Top of PAGE EXTRACT

2017 Program Schedule: 

10am-10:30am: Black King Snakes with John Howard

  • Learn about the fascinating yet often underappreciated Black King Snake, a constrictor whose northern range extends just into a few counties in south central Ohio.

10:30am-11am: Hellbenders with Steve Spear

  • Hellbenders are arguably the most mysterious and unique amphibian species in the state of Ohio, and are declining across their range. Their decline is largely due to erosion and pollution in river systems where they occur. Join Steve Spear for a journey through the natural history of the hellbender and learn about his experiences working with this giant salamander. You’ll also hear about some of the current conservation efforts for hellbenders in Ohio, as well as what people can do to help.

11am-11:30am: A Year in the Life of a Timber Rattlesnake with Doug Wynn

  • We will examine the biology of a Timber Rattlesnake from its egress in the spring to in its ingress in the fall.  Starting with common misconceptions of their denning behaviors we’ll look at aspects of their life styles that were largely unknown until the application of radiotelemetry. This will include their early season behaviors, reproductive biology, misconceptions about their feeding habits and other aspects of their life history that has led to their endangerment. Live specimens will be examined as well as techniques used in their studies.

11:30am-12pm: Best practices for handling and care with Jenny Richards

  • Jenny Richards oversees an impressive collection of snakes at Shawnee State Park. She and her trained volunteers give nature presentations to thousands of children and adults alike each year, instilling in them a deeper understanding and appreciation for herp species. Learn from Jenny how best to care for snakes in captivity, and best practices to avoid spreading disease from one to another. If you have captive herps at home, you won’t want to miss this talk!

1pm-1:30pm: Common Turtles of Ohio with Shawn Conner

  • Join Shawn Conner, naturalist at Hueston Woods State Park, to learn the natural history of Ohio’s beautiful turtles with live examples of several of the most common species found in our state.

Bottom of PAGE EXTRACT

=== WORK TASK ===
Please copy out the whole 2017 program schedule above, word for word.

Top of SUPPLIED MATERIAL

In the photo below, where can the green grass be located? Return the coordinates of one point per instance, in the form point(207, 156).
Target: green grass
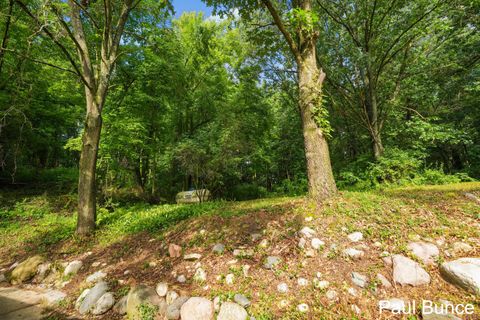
point(35, 223)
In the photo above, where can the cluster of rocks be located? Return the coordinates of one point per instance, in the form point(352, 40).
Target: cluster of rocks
point(168, 304)
point(97, 297)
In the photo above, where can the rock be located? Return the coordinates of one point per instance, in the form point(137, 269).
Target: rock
point(218, 248)
point(241, 300)
point(387, 260)
point(283, 304)
point(271, 262)
point(320, 284)
point(263, 243)
point(72, 268)
point(121, 306)
point(216, 303)
point(104, 304)
point(408, 272)
point(245, 269)
point(352, 291)
point(472, 197)
point(143, 294)
point(13, 266)
point(355, 236)
point(232, 311)
point(427, 252)
point(301, 243)
point(307, 232)
point(162, 289)
point(192, 256)
point(173, 310)
point(53, 297)
point(229, 278)
point(243, 253)
point(317, 243)
point(356, 309)
point(438, 313)
point(96, 276)
point(174, 250)
point(383, 281)
point(152, 264)
point(359, 279)
point(171, 297)
point(89, 297)
point(200, 275)
point(255, 236)
point(303, 307)
point(461, 247)
point(395, 305)
point(26, 270)
point(282, 287)
point(42, 272)
point(353, 253)
point(463, 273)
point(331, 295)
point(302, 282)
point(197, 309)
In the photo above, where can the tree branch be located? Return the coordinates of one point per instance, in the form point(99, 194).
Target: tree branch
point(52, 37)
point(278, 21)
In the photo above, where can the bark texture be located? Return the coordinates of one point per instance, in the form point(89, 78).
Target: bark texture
point(321, 183)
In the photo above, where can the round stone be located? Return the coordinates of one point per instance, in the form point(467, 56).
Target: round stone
point(282, 287)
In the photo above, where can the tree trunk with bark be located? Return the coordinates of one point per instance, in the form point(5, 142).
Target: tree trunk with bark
point(87, 171)
point(321, 183)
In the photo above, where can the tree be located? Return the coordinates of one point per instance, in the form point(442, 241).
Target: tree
point(367, 58)
point(94, 31)
point(300, 32)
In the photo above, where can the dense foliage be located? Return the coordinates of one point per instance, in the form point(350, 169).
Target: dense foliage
point(211, 102)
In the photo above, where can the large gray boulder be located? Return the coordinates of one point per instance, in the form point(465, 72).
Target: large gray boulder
point(26, 270)
point(427, 252)
point(463, 273)
point(89, 297)
point(121, 306)
point(232, 311)
point(197, 308)
point(408, 272)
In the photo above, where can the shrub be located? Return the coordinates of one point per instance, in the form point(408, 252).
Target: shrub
point(248, 191)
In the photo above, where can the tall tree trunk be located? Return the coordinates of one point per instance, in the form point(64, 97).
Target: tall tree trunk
point(88, 166)
point(321, 183)
point(372, 112)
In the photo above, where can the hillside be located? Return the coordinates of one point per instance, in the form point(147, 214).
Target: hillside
point(132, 247)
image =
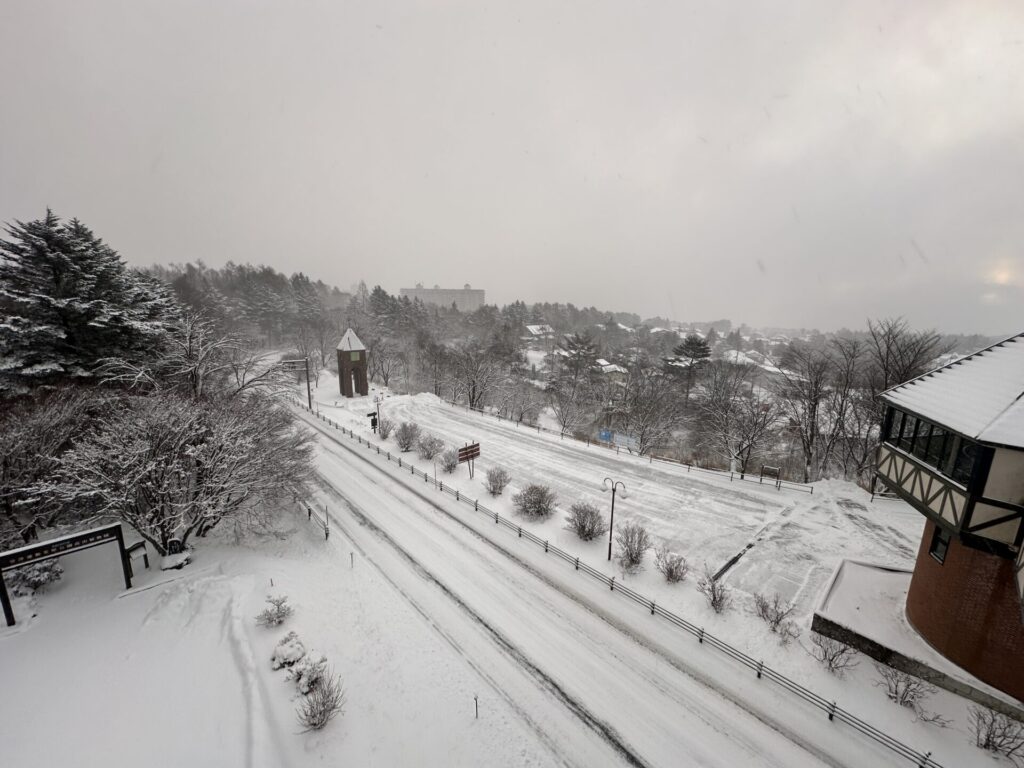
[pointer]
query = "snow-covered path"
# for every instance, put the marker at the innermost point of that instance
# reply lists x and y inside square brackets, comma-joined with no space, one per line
[598,691]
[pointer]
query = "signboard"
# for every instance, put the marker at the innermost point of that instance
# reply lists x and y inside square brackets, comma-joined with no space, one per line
[54,548]
[468,453]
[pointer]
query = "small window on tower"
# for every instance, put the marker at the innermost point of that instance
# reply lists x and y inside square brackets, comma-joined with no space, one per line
[940,544]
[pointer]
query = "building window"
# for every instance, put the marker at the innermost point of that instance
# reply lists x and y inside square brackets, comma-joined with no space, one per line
[952,456]
[940,544]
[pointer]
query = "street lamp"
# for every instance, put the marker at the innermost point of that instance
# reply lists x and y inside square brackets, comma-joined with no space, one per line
[611,524]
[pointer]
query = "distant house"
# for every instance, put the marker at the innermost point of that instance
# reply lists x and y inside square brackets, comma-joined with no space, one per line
[613,372]
[465,299]
[953,449]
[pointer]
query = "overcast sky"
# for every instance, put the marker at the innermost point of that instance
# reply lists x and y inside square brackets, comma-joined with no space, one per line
[779,164]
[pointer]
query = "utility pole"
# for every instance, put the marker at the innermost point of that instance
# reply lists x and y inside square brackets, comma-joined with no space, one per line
[309,392]
[611,523]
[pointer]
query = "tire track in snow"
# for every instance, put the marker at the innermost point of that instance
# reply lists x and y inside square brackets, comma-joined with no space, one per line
[596,610]
[604,730]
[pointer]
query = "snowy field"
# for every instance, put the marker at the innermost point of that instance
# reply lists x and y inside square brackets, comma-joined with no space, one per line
[420,605]
[798,541]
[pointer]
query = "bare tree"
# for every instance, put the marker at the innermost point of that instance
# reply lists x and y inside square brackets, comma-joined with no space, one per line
[651,411]
[837,656]
[477,372]
[736,418]
[171,467]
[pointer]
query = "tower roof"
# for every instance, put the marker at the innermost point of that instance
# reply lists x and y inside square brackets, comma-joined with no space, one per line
[350,342]
[980,396]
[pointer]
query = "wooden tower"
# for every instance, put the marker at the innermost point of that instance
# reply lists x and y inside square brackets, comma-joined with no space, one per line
[953,449]
[352,366]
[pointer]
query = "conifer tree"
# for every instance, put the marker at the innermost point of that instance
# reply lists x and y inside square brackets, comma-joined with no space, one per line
[68,302]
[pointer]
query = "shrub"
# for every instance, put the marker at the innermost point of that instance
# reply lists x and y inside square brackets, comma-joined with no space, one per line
[837,656]
[308,673]
[28,579]
[428,446]
[773,611]
[586,521]
[996,732]
[633,542]
[787,632]
[674,567]
[288,652]
[904,689]
[407,435]
[719,596]
[498,478]
[450,461]
[324,701]
[276,613]
[535,501]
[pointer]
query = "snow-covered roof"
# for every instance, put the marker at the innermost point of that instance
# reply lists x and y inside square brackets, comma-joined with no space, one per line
[350,342]
[981,395]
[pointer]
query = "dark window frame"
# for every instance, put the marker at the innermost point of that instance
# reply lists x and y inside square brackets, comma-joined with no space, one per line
[946,461]
[939,547]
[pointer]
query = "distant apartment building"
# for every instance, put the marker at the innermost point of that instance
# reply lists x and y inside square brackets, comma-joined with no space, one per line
[466,299]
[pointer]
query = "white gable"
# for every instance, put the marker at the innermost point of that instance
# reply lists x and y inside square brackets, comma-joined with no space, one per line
[981,395]
[350,342]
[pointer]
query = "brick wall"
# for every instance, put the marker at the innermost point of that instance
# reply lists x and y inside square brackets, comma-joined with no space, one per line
[968,609]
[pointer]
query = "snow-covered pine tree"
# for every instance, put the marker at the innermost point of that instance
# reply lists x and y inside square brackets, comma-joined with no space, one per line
[70,301]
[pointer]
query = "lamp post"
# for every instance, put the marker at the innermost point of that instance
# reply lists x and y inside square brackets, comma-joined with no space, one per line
[611,524]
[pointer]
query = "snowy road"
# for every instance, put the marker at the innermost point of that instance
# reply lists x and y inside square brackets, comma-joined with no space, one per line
[594,690]
[798,538]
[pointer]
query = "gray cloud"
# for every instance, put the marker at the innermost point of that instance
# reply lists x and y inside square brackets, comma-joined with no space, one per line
[797,164]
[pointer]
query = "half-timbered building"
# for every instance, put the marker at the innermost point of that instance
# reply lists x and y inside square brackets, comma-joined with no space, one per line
[953,448]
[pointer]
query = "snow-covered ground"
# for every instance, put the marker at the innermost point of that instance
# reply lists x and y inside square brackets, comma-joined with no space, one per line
[175,672]
[798,540]
[420,605]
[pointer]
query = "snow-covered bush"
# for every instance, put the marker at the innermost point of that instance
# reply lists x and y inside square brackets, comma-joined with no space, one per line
[498,478]
[674,567]
[772,611]
[324,701]
[837,656]
[787,632]
[407,435]
[450,461]
[904,689]
[278,611]
[586,521]
[288,652]
[633,543]
[308,673]
[28,579]
[535,501]
[996,732]
[428,446]
[718,595]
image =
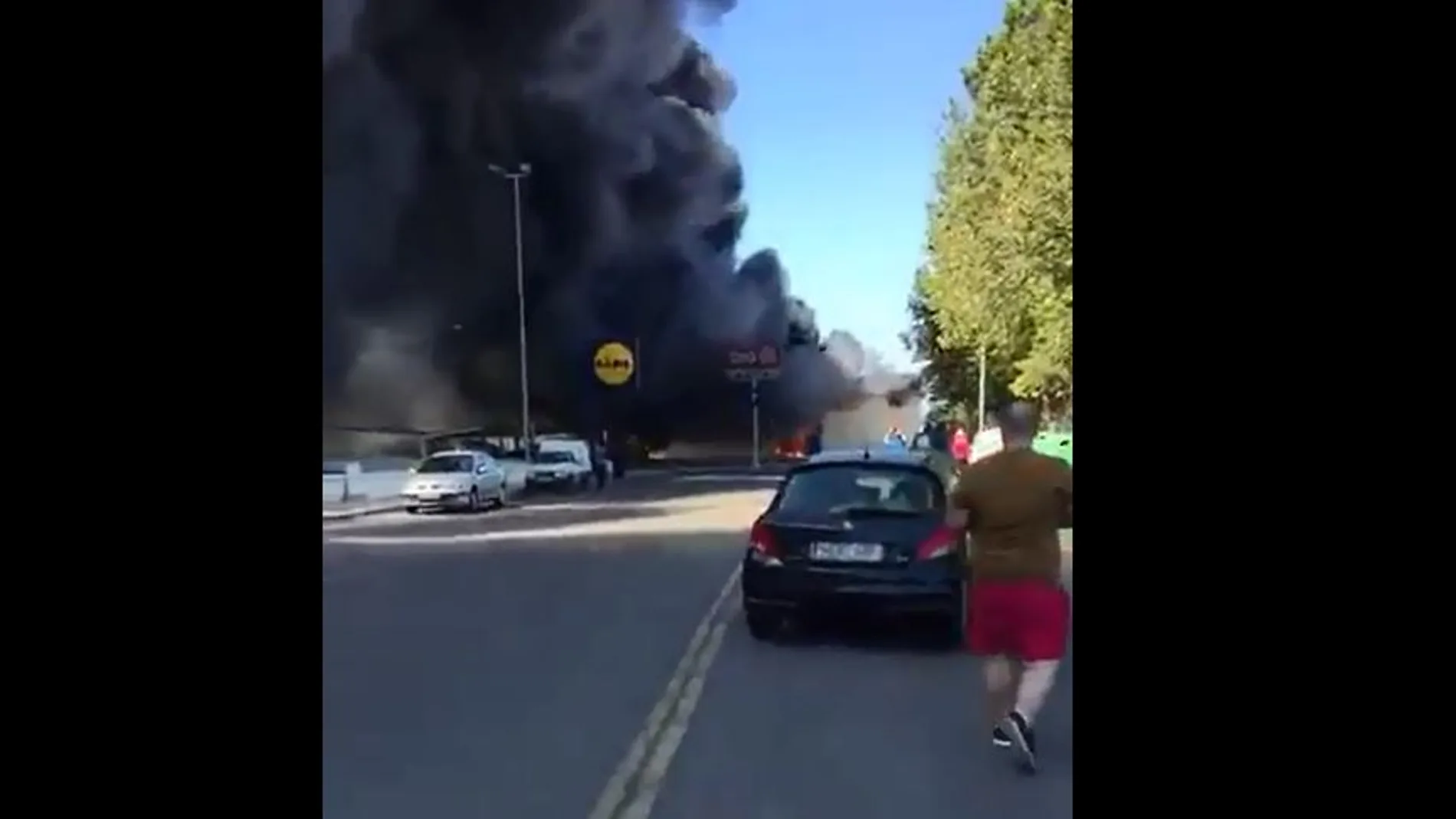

Bottom of SUPPLIED MATERIAL

=== YOUR RESPONSE ===
2017 Program Schedule: 

10am-10:30am: Black King Snakes with John Howard

  • Learn about the fascinating yet often underappreciated Black King Snake, a constrictor whose northern range extends just into a few counties in south central Ohio.

10:30am-11am: Hellbenders with Steve Spear

  • Hellbenders are arguably the most mysterious and unique amphibian species in the state of Ohio, and are declining across their range. Their decline is largely due to erosion and pollution in river systems where they occur. Join Steve Spear for a journey through the natural history of the hellbender and learn about his experiences working with this giant salamander. You’ll also hear about some of the current conservation efforts for hellbenders in Ohio, as well as what people can do to help.

11am-11:30am: A Year in the Life of a Timber Rattlesnake with Doug Wynn

  • We will examine the biology of a Timber Rattlesnake from its egress in the spring to in its ingress in the fall.  Starting with common misconceptions of their denning behaviors we’ll look at aspects of their life styles that were largely unknown until the application of radiotelemetry. This will include their early season behaviors, reproductive biology, misconceptions about their feeding habits and other aspects of their life history that has led to their endangerment. Live specimens will be examined as well as techniques used in their studies.

11:30am-12pm: Best practices for handling and care with Jenny Richards

  • Jenny Richards oversees an impressive collection of snakes at Shawnee State Park. She and her trained volunteers give nature presentations to thousands of children and adults alike each year, instilling in them a deeper understanding and appreciation for herp species. Learn from Jenny how best to care for snakes in captivity, and best practices to avoid spreading disease from one to another. If you have captive herps at home, you won’t want to miss this talk!

1pm-1:30pm: Common Turtles of Ohio with Shawn Conner

  • Join Shawn Conner, naturalist at Hueston Woods State Park, to learn the natural history of Ohio’s beautiful turtles with live examples of several of the most common species found in our state.